WHAT TO PRODUCE ::
May I have the line containing "228L291 231L300 230L298" and every line after it through the end of the data, repeated exactly and with no other lines?
DATA LISTING START
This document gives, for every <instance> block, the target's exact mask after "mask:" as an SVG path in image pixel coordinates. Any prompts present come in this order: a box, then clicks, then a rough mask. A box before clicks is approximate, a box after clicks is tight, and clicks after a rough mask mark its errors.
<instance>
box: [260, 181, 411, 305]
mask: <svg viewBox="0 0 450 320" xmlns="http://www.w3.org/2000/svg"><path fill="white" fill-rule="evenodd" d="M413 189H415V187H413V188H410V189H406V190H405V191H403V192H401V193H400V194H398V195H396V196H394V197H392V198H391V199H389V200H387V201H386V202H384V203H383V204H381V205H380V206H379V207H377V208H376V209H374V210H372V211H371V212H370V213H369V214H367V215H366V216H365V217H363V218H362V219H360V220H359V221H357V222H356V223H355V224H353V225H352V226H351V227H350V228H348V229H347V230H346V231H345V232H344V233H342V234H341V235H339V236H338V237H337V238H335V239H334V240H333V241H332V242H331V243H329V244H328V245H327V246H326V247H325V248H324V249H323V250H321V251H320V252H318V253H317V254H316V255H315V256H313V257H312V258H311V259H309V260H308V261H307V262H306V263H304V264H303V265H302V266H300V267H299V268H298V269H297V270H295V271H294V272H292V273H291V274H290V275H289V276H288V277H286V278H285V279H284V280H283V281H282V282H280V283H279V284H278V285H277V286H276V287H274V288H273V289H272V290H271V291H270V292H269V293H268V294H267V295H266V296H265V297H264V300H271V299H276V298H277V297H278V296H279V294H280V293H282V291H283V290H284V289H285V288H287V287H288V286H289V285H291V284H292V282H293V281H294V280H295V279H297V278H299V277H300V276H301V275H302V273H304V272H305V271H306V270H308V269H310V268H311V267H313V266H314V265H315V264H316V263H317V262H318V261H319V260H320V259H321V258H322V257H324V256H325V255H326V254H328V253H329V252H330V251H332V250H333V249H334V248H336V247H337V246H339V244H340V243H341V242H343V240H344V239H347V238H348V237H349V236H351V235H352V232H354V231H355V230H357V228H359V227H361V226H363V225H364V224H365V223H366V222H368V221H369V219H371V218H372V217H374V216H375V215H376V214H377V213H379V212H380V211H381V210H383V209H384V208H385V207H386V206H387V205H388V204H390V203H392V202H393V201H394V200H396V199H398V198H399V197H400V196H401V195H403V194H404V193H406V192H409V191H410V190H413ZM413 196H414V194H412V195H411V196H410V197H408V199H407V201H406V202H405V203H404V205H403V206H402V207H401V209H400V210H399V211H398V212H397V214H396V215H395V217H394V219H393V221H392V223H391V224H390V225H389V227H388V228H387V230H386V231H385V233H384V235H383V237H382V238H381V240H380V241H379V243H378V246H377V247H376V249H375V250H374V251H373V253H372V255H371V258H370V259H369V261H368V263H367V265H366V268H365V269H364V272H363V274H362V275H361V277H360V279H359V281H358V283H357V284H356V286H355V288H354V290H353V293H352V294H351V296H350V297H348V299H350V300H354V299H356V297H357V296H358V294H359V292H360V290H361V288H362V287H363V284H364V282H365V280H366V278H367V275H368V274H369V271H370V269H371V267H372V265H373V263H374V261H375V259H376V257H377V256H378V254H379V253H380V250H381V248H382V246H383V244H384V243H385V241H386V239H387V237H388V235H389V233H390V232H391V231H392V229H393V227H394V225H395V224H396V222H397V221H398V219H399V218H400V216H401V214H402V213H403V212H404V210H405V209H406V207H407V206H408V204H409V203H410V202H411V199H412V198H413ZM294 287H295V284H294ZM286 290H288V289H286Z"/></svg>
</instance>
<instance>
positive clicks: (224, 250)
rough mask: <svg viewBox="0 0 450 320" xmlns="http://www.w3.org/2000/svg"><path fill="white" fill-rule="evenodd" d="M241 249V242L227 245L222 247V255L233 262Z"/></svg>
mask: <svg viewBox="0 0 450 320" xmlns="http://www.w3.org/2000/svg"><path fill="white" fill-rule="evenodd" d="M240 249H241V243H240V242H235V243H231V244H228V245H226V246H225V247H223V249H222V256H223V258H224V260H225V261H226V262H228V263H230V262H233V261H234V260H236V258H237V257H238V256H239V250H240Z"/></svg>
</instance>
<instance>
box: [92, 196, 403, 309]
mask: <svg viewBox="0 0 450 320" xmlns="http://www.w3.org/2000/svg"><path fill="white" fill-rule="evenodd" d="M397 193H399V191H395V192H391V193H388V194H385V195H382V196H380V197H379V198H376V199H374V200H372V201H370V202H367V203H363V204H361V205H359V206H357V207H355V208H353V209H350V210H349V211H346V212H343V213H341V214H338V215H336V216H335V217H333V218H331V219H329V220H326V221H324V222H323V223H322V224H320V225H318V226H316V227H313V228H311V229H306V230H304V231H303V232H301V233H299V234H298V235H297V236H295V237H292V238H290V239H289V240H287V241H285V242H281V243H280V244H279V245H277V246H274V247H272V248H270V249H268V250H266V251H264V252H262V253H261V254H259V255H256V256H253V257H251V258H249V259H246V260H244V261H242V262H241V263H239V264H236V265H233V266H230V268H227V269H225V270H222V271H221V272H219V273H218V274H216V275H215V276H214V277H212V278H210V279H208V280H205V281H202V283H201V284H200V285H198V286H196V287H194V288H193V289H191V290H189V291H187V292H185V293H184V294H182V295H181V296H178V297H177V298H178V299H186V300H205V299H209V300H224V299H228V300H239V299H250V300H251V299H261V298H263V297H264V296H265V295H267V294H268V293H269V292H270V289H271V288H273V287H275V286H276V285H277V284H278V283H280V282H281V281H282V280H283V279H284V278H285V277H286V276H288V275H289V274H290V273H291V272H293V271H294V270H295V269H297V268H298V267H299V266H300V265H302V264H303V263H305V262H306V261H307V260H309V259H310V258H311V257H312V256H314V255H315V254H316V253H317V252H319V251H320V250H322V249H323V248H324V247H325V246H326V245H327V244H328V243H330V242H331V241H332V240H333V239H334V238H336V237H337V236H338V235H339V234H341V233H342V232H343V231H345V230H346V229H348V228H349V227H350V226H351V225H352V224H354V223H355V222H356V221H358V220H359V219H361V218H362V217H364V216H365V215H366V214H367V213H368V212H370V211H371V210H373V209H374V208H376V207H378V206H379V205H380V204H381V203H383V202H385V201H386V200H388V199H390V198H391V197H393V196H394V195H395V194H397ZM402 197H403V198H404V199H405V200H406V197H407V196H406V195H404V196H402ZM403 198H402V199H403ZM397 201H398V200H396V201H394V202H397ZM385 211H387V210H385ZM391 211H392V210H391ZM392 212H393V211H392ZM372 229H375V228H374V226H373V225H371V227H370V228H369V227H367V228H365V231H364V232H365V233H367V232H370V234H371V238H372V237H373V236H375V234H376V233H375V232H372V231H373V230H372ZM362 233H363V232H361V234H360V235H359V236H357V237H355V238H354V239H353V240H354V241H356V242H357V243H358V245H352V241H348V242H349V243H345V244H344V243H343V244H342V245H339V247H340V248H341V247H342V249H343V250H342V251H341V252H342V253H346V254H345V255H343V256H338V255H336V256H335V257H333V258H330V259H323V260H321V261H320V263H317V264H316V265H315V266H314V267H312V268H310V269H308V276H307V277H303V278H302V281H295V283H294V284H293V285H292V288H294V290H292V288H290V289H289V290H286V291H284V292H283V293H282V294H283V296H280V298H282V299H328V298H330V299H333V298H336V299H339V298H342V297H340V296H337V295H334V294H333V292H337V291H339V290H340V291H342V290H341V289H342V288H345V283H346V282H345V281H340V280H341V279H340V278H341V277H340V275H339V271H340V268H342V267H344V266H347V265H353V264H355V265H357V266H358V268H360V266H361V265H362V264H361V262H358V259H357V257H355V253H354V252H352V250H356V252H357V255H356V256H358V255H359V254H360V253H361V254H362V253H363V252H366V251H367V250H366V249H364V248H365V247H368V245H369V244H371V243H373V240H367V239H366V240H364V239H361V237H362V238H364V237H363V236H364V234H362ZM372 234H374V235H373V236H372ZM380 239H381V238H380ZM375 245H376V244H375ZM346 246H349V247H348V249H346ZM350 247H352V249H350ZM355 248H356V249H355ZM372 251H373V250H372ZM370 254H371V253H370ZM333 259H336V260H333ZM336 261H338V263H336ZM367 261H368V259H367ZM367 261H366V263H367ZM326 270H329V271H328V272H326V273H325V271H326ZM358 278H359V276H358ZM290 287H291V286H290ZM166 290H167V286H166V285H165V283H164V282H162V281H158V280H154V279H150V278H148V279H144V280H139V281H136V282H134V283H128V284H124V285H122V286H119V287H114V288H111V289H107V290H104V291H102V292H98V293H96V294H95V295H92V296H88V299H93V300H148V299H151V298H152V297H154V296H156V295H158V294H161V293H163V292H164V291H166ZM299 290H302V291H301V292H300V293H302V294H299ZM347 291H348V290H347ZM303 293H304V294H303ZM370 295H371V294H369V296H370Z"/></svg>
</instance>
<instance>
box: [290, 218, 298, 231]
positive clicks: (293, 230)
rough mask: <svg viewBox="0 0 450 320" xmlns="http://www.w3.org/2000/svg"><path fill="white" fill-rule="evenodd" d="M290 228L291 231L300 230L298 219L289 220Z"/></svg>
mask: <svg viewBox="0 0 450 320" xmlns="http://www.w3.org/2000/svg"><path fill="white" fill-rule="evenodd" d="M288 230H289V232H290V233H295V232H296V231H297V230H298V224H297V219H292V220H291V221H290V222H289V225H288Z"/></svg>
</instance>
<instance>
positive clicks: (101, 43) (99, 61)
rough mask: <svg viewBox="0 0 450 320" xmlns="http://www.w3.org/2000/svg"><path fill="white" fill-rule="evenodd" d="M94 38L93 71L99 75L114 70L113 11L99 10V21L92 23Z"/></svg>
DATA LISTING END
RESPONSE ::
rough mask: <svg viewBox="0 0 450 320" xmlns="http://www.w3.org/2000/svg"><path fill="white" fill-rule="evenodd" d="M290 228L291 231L300 230L298 219L289 220Z"/></svg>
mask: <svg viewBox="0 0 450 320" xmlns="http://www.w3.org/2000/svg"><path fill="white" fill-rule="evenodd" d="M288 230H289V232H290V233H295V232H296V231H297V230H298V224H297V219H292V220H291V221H290V222H289V225H288Z"/></svg>
</instance>
<instance>
positive clicks: (101, 43) (99, 61)
rough mask: <svg viewBox="0 0 450 320" xmlns="http://www.w3.org/2000/svg"><path fill="white" fill-rule="evenodd" d="M94 38L93 71L99 75L114 70L113 11L99 10V21L92 23Z"/></svg>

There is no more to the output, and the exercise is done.